━━━━━ Document section ━━━━━

Firstly, existing qualifiers can be computed, rather than having to be
declared. This can allow function re-use where it is currently impossible.
Secondly, new qualifiers don't require context-sensitive keywords, unlike
override and final- they can be regular identifiers. This reduces the cost
of adding new qualifiers in the future.
Thirdly, it can be used to improve the usability, in many ways, of SFINAE,
by providing dedicated language support.

The basic grammar of a function with a prolog goes along the lines of:

return-type identifier() prolog {
    ((qualified-name | const | volatile) = expression;)*
    (return expression;) optional
} trailing-return-type-opt /* semicolon or body */

A simple example of the first is array access.  If we provide a class which
has an array, and we wish to provide mutable or immutable access to that
array depending on whether *this is mutable or not, we currently have to
duplicate our functions. Some suggest using const_cast to avoid this.

━━━━━ Data supplied ━━━━━

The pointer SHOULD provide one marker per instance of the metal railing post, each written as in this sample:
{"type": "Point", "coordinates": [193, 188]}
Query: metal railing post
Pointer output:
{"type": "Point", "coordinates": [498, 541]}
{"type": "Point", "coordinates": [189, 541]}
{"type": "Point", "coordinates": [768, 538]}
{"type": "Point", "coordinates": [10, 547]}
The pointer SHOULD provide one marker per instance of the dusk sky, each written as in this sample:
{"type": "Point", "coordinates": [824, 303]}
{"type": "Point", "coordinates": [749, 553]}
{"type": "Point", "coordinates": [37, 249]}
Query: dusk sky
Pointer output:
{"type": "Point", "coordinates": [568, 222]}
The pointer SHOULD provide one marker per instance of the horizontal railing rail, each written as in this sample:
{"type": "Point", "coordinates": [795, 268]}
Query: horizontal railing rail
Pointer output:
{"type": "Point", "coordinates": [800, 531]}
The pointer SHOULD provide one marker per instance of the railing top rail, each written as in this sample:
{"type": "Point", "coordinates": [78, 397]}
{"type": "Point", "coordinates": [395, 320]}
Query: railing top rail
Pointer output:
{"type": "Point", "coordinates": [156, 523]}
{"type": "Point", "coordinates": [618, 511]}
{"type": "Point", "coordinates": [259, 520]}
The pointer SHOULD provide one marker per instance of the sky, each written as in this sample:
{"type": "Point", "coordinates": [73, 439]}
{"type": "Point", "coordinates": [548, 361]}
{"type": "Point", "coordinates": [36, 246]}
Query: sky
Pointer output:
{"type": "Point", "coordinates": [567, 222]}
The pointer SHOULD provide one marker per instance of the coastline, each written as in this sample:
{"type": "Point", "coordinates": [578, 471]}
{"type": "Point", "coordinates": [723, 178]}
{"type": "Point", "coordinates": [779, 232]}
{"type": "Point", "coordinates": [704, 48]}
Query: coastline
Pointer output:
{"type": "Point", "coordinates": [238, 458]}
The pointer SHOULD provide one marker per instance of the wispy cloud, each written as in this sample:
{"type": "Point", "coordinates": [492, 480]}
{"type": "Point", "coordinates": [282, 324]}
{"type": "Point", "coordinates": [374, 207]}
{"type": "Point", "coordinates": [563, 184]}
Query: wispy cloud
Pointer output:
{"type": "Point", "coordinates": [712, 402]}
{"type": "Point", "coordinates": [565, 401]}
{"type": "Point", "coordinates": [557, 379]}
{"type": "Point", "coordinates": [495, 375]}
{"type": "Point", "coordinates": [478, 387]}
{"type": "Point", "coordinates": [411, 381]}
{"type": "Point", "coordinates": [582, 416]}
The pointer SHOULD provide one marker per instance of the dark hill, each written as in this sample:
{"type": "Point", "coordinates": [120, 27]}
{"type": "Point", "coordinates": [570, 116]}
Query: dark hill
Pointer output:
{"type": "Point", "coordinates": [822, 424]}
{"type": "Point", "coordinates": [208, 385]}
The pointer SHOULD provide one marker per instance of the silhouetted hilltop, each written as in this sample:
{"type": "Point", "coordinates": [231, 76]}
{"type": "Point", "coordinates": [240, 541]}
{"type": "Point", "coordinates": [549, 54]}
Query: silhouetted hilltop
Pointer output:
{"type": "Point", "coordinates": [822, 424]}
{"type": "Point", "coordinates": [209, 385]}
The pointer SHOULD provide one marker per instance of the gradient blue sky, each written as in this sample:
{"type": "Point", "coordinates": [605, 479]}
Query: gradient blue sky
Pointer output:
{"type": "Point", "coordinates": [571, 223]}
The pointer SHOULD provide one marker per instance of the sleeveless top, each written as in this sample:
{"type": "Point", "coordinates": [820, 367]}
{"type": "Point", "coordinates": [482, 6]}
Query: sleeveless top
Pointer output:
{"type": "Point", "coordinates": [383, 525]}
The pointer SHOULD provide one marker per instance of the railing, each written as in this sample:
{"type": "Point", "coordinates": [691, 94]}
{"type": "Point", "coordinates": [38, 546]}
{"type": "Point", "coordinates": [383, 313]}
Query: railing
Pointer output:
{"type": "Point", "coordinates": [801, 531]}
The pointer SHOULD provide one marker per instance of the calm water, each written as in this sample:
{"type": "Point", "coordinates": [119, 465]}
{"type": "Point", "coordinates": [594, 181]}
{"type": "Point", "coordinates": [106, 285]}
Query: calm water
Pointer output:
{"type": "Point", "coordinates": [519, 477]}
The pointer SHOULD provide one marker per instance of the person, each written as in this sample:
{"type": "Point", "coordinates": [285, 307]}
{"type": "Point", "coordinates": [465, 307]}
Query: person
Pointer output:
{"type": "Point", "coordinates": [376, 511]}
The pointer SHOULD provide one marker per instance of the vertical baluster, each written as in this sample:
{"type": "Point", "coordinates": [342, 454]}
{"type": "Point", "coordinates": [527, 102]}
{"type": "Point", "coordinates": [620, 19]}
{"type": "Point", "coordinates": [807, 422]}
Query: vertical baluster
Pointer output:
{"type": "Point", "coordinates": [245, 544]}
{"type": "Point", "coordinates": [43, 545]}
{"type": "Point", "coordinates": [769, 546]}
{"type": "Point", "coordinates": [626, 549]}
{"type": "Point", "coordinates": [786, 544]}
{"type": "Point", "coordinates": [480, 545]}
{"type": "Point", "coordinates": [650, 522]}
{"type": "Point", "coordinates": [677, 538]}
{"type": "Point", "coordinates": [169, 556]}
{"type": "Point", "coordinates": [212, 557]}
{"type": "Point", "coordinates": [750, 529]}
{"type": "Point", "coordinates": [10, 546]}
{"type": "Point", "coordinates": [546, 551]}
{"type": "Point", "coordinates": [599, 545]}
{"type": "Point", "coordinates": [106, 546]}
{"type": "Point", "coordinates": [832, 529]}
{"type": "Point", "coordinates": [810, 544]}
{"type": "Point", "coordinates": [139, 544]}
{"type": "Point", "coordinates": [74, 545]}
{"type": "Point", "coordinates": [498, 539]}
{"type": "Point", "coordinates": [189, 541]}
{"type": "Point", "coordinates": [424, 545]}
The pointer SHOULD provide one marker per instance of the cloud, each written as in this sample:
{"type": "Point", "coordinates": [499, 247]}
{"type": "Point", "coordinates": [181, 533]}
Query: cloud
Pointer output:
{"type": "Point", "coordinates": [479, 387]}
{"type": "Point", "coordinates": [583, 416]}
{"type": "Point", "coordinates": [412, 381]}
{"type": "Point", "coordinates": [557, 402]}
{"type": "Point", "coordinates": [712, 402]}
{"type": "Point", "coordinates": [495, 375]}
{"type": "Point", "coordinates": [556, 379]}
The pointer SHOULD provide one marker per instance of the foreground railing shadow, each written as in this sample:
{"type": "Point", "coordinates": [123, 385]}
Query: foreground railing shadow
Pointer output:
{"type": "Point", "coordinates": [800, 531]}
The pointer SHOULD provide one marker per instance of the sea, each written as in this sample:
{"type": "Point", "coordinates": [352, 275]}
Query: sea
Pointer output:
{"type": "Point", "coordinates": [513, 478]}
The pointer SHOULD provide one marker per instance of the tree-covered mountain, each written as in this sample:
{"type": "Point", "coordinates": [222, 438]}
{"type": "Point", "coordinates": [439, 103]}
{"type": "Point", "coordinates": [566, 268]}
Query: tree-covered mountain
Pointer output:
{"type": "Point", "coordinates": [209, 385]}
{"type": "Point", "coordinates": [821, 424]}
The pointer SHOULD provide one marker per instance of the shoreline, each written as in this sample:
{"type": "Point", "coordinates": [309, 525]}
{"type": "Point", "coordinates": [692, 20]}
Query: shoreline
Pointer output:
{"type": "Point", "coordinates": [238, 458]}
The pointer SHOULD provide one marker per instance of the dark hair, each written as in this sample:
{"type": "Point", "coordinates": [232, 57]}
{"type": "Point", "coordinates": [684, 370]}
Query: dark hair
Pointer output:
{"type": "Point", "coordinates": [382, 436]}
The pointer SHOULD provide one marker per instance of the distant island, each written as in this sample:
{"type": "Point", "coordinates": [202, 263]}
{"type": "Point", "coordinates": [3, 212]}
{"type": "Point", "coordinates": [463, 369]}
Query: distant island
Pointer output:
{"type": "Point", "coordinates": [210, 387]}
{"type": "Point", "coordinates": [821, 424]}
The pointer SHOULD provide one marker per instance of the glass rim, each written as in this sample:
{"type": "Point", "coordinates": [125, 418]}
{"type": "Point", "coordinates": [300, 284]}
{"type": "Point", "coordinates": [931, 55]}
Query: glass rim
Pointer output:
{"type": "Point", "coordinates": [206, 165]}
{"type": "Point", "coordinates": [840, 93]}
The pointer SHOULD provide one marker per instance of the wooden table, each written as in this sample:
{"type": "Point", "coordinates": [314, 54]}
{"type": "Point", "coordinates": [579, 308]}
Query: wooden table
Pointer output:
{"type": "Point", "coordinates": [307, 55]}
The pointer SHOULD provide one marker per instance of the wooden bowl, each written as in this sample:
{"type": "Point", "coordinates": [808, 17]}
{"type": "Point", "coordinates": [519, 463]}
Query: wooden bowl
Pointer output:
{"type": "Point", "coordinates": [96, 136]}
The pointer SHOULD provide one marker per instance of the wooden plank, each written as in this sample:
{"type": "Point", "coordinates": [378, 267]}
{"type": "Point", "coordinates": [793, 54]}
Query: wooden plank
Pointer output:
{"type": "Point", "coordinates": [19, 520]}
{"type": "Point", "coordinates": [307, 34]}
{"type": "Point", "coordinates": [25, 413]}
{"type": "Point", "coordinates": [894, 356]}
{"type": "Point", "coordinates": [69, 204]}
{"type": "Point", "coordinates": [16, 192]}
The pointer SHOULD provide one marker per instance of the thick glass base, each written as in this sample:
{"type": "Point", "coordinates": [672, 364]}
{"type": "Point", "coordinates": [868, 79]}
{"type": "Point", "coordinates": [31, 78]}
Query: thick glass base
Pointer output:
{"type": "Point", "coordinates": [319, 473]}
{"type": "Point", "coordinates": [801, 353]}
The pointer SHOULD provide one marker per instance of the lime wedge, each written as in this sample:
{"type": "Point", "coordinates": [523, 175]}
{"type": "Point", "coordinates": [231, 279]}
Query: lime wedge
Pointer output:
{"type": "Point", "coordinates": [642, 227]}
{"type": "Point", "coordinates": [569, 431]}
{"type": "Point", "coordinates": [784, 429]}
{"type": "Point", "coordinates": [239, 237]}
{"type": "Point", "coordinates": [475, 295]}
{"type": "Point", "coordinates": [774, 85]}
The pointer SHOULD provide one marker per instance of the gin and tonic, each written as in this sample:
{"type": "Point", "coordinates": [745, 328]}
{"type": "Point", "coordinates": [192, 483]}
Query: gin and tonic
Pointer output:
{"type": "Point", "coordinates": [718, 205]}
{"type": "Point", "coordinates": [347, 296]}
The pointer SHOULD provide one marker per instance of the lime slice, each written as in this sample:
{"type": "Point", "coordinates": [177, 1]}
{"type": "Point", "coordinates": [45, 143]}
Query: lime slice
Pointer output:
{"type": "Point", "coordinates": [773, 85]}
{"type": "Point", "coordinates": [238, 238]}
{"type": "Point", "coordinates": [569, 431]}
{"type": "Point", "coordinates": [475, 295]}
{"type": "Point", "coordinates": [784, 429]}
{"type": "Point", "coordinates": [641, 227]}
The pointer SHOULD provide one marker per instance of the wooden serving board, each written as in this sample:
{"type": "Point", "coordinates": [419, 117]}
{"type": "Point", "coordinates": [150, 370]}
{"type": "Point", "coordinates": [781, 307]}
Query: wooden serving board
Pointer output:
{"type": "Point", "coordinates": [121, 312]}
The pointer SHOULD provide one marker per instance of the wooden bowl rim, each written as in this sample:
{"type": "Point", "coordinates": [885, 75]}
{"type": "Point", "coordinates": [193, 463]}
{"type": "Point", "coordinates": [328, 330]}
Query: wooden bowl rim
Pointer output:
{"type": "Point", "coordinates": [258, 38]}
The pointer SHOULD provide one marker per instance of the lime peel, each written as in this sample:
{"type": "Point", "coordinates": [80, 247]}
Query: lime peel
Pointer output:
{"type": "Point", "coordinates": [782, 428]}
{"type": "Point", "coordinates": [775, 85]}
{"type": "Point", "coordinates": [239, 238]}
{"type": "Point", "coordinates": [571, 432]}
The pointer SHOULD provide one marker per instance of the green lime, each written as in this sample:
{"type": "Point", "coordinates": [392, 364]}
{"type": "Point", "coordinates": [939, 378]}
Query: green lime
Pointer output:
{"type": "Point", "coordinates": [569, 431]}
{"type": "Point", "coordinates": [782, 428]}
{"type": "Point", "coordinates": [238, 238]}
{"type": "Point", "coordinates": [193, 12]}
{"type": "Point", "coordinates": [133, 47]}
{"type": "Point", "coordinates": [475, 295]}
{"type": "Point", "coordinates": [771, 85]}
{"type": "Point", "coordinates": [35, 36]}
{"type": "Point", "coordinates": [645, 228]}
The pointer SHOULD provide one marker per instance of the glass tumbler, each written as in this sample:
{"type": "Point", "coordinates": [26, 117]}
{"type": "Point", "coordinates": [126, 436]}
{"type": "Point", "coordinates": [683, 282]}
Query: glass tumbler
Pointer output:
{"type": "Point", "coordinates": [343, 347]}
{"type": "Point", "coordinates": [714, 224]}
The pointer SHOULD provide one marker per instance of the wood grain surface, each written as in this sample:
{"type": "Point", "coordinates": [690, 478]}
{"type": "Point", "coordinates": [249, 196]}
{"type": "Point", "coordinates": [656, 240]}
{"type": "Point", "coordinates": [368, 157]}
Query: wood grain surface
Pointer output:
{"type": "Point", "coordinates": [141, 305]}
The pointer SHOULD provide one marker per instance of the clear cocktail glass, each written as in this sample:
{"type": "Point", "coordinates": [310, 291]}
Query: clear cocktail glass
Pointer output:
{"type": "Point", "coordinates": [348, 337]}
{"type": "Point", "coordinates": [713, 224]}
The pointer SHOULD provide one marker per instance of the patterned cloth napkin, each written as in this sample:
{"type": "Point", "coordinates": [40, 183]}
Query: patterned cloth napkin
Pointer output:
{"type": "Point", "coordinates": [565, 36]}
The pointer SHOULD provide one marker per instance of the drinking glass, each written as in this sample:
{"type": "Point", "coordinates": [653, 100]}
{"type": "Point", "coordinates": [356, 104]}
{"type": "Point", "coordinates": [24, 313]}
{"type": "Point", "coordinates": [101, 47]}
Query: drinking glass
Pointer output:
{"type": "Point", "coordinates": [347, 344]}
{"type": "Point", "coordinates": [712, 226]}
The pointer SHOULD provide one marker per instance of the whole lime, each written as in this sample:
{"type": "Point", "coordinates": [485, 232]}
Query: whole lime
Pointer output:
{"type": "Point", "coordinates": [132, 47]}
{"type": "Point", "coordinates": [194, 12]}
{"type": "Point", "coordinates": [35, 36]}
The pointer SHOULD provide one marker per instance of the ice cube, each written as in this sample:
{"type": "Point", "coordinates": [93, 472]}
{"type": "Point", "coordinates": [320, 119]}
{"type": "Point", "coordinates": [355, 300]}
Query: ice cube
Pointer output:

━━━━━

Task statement
Copy the entire passage on function prologs word for word, keeping its line breaks and the grammar block unchanged. The records have no connection to the passage on function prologs.

Reply
Firstly, existing qualifiers can be computed, rather than having to be
declared. This can allow function re-use where it is currently impossible.
Secondly, new qualifiers don't require context-sensitive keywords, unlike
override and final- they can be regular identifiers. This reduces the cost
of adding new qualifiers in the future.
Thirdly, it can be used to improve the usability, in many ways, of SFINAE,
by providing dedicated language support.

The basic grammar of a function with a prolog goes along the lines of:

return-type identifier() prolog {
    ((qualified-name | const | volatile) = expression;)*
    (return expression;) optional
} trailing-return-type-opt /* semicolon or body */

A simple example of the first is array access.  If we provide a class which
has an array, and we wish to provide mutable or immutable access to that
array depending on whether *this is mutable or not, we currently have to
duplicate our functions. Some suggest using const_cast to avoid this.